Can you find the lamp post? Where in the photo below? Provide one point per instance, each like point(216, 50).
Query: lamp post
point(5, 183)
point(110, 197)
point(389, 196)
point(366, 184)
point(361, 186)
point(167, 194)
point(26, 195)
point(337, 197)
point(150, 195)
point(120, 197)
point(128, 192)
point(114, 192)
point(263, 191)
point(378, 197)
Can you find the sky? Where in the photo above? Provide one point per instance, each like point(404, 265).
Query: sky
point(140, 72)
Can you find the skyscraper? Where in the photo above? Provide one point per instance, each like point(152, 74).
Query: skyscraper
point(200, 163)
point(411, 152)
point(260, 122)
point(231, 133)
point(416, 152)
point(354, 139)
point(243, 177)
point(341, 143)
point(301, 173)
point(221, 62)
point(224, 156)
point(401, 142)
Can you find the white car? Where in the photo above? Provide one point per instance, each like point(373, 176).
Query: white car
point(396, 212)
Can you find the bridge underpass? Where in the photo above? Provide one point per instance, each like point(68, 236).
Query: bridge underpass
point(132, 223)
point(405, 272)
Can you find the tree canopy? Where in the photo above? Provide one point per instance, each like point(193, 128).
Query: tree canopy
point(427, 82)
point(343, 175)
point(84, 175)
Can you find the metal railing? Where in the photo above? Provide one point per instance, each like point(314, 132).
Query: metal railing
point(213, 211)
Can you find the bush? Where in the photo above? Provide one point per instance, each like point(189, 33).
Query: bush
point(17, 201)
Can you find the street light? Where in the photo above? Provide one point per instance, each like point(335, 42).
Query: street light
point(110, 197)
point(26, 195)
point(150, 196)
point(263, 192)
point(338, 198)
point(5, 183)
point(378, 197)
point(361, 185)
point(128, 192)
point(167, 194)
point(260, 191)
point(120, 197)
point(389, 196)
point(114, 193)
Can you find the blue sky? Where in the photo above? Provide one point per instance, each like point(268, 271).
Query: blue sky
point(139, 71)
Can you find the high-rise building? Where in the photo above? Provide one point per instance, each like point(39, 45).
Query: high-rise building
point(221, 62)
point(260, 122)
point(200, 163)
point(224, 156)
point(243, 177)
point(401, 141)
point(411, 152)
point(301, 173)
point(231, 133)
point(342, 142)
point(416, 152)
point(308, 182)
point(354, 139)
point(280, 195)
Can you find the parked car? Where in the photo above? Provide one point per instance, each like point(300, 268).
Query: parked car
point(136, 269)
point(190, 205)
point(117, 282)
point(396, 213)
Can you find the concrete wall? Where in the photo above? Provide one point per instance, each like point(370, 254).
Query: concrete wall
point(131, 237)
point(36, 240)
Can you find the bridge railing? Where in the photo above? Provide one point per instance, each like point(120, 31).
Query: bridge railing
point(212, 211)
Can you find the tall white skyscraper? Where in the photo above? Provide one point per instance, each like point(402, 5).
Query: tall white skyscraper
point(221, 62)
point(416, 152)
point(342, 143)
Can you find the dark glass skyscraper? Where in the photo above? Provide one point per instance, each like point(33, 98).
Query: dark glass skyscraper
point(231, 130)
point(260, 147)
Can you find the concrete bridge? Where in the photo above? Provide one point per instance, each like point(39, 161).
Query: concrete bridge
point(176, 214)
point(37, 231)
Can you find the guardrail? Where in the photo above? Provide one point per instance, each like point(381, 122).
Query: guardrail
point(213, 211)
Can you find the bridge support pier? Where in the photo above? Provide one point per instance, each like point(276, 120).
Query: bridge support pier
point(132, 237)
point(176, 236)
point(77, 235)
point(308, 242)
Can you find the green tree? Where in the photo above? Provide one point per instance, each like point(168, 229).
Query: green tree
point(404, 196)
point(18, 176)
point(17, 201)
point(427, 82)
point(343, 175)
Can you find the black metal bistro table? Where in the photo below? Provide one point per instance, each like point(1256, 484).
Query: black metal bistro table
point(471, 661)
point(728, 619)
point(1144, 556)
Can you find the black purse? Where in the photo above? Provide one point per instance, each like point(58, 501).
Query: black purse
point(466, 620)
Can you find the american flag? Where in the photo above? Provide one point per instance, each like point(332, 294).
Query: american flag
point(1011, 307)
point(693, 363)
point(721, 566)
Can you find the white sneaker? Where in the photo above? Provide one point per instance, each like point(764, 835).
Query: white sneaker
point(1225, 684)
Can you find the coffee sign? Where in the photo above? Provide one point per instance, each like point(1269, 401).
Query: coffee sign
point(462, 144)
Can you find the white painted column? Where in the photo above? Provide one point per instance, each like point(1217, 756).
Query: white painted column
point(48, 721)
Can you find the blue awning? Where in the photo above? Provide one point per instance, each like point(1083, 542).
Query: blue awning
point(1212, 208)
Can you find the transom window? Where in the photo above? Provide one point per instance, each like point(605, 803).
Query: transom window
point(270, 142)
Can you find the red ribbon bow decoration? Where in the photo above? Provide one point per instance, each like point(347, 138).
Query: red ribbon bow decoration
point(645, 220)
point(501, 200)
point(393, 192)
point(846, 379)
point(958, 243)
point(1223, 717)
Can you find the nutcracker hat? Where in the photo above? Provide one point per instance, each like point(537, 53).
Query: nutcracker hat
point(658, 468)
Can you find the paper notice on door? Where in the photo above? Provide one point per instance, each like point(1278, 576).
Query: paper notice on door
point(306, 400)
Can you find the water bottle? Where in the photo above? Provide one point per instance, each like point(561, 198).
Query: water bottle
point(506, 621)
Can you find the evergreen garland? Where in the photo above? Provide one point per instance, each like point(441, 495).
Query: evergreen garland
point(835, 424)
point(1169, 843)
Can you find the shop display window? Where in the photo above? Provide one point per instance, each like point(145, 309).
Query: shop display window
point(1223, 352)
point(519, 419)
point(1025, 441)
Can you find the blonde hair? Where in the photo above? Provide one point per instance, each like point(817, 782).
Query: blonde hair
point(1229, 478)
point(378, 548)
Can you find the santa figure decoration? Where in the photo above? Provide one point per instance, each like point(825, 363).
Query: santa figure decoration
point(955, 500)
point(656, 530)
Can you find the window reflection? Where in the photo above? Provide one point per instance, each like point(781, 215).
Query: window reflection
::::::::::
**What is needed:** Repeat all the entries exactly as given.

**Answer for the task:**
Can you find the lamp post? Where in the photo below? Provide one point per instance, each like point(216, 50).
Query: lamp post
point(5, 183)
point(110, 197)
point(389, 196)
point(366, 184)
point(361, 186)
point(167, 194)
point(26, 195)
point(337, 197)
point(150, 195)
point(120, 197)
point(128, 192)
point(114, 192)
point(263, 191)
point(378, 197)
Can you find the sky? Where in the photo above? Provide one point per instance, each like point(404, 265).
Query: sky
point(140, 72)
Can you find the skyscraper? Where in the photo above? Provide one point per instance, each like point(152, 74).
Query: skyscraper
point(200, 163)
point(411, 152)
point(260, 122)
point(231, 133)
point(416, 152)
point(354, 139)
point(243, 177)
point(341, 143)
point(301, 173)
point(221, 62)
point(224, 156)
point(401, 142)
Can you find the white car? Where in the photo above? Provide one point per instance, each like point(373, 176).
Query: white car
point(396, 212)
Can you find the bridge underpass? Where in the photo above? Provide one point per instance, each like point(68, 236).
Query: bridge underpass
point(132, 223)
point(405, 272)
Can you find the tree canopy? Where in the photo above? Provide one point per instance, each like point(193, 128).
Query: tree canopy
point(427, 82)
point(343, 175)
point(84, 175)
Can you find the metal railing? Where in the photo above? Provide one point per instance, each like point(314, 132).
Query: metal railing
point(213, 211)
Can you find the bush? Where in the photo above? Provide one point per instance, each like point(189, 33).
Query: bush
point(17, 201)
Can you find the street light? Where in the photo above? Provide one point per instance, each like point(335, 42).
Query: street light
point(110, 197)
point(26, 195)
point(150, 196)
point(263, 192)
point(338, 198)
point(5, 183)
point(378, 197)
point(361, 185)
point(128, 192)
point(167, 194)
point(260, 191)
point(120, 197)
point(389, 196)
point(114, 193)
Can you find the blue sky? Where in the photo above? Provide one point per instance, each like point(268, 271).
Query: blue sky
point(139, 71)
Can you find the high-rise building? Where in the photo above? Provide one point per instance, each like point(39, 45).
Query: high-rise building
point(221, 62)
point(260, 122)
point(200, 163)
point(224, 156)
point(243, 177)
point(401, 141)
point(411, 152)
point(301, 173)
point(231, 133)
point(342, 142)
point(416, 152)
point(308, 182)
point(354, 139)
point(280, 195)
Can you find the parked car? Where in the photo above? Provide one point per instance, each like point(300, 268).
Query: parked car
point(136, 269)
point(190, 205)
point(117, 282)
point(396, 213)
Can you find the concrete wall? Where in the photo above? Provide one point per instance, each like point(370, 254).
Query: concrete wall
point(131, 237)
point(36, 240)
Can you find the bridge railing? Where in the photo above? Provide one point per instance, each like point(120, 31).
Query: bridge railing
point(212, 211)
Can you find the tall white skyscraper? Where in the photo above? Provide one point per instance, each like point(402, 5).
Query: tall white skyscraper
point(221, 62)
point(416, 152)
point(342, 143)
Can you find the dark glass skyscraper? Where in the photo above? Provide one point per instance, each like point(33, 98).
Query: dark glass skyscraper
point(231, 130)
point(260, 147)
Can you find the concrete bridge? Where in the photo above? Provide one point per instance, each like point(39, 161).
Query: concrete bridge
point(176, 214)
point(37, 231)
Can you find the guardrail? Where in the photo above? Provide one point per instance, each like point(381, 122).
Query: guardrail
point(213, 211)
Can you find the bridge support pier? Where in the photo above? Provide one point per instance, each like point(276, 120).
Query: bridge support pier
point(132, 237)
point(176, 236)
point(77, 235)
point(308, 242)
Can you find the green tree? Where in the photo above? Provide one point per instance, each like point(168, 229).
Query: green tree
point(404, 196)
point(18, 176)
point(17, 201)
point(427, 82)
point(343, 175)
Can you find the black metal bistro table? Where in the photo below? Provide one point per instance, each like point(1256, 484).
Query: black metal bistro table
point(471, 661)
point(728, 619)
point(1144, 556)
Can you find the black purse? Where in the photo above? Provide one point per instance, each like point(58, 501).
Query: black purse
point(466, 620)
Can you find the american flag? Where in the photo above? Provide one point per instance, each like point(332, 294).
Query: american flag
point(1011, 307)
point(693, 363)
point(721, 566)
Can you find the white sneaker? Where in the photo above? Provide one point per instance, each like point(764, 835).
Query: white sneaker
point(1225, 684)
Can you find the coffee sign? Where in the photo above? Provide one point per instance, each like point(1269, 401).
Query: coffee sign
point(462, 144)
Can you find the white painted column? Where in the photo above? Provide one point per instance, each like point(1217, 756).
Query: white painted column
point(48, 721)
Can you find the blue awning? Where in the photo above? Provide one point per instance, each like point(1083, 542).
Query: blue awning
point(1212, 208)
Can you find the transom window? Where in the photo above? Provide one point per instance, each like point(605, 803).
Query: transom window
point(270, 142)
Can you find the red ribbon bow decoration? Where in the photo above? Provide one point per instance, each like point(347, 138).
Query: red ribbon bow decoration
point(645, 220)
point(501, 200)
point(393, 192)
point(846, 379)
point(958, 243)
point(1223, 717)
Can you find the nutcracker hat? Where in the photo above? Provide one point per instance, each like point(537, 53).
Query: nutcracker hat
point(658, 468)
Can you find the paper notice on door? Where in the photo above? Provide one point per instance, each like point(1278, 576).
Query: paper notice on door
point(306, 400)
Can you find the water bottle? Where in the photo above? Provide one point per instance, each like point(561, 198).
Query: water bottle
point(506, 621)
Can you find the evergreen garland? Where in the photo above? Provide one point per instance, each like point(441, 495).
Query: evergreen garland
point(835, 424)
point(1169, 843)
Can you find the shop display window? Where in the photo above? Provide one point per instance, each like point(145, 309).
Query: shop display window
point(1223, 352)
point(519, 419)
point(1025, 441)
Can you find the blonde hair? Where in the photo above? Provide one point per instance, each like point(817, 782).
Query: blonde hair
point(1229, 478)
point(378, 548)
Can you find the santa figure decoration? Where in the photo above? Provide one point per instance, each like point(825, 363).
Query: santa figure decoration
point(955, 500)
point(656, 530)
Can you find the window reflection? Where in the photo above? Provide one point per instance, each like point(781, 215).
Query: window reflection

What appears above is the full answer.